— Pointing records for named objects —

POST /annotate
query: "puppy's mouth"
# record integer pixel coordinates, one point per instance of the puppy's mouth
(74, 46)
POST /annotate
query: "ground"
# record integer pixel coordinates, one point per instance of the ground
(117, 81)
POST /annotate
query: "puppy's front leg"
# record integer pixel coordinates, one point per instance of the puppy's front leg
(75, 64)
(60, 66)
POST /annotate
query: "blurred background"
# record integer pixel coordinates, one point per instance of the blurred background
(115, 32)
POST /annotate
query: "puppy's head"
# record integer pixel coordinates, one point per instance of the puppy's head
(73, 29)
--
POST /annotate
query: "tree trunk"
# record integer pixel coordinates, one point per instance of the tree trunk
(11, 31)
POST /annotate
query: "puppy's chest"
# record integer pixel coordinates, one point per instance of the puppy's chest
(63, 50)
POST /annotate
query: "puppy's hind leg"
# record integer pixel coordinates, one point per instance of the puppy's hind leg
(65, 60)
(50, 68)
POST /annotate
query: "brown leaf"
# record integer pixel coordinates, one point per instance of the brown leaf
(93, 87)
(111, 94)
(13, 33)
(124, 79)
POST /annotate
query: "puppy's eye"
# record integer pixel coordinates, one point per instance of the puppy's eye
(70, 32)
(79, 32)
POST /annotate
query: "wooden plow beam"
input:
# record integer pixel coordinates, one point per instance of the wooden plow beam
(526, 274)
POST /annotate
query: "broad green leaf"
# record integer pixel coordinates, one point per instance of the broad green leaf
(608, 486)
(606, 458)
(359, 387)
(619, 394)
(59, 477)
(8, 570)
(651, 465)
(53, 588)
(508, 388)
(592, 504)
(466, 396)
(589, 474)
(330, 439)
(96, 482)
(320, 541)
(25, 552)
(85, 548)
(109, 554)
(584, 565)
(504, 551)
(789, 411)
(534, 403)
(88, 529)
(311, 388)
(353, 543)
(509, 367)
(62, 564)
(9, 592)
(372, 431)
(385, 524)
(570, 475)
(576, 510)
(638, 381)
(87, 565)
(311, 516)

— Job —
Pick out every line in the entries above that contains the word "head" and copy each one. Matching is case-sensitive.

— Solution below —
query: "puppy's head"
# record integer pixel coordinates, one point per instance of the puppy's head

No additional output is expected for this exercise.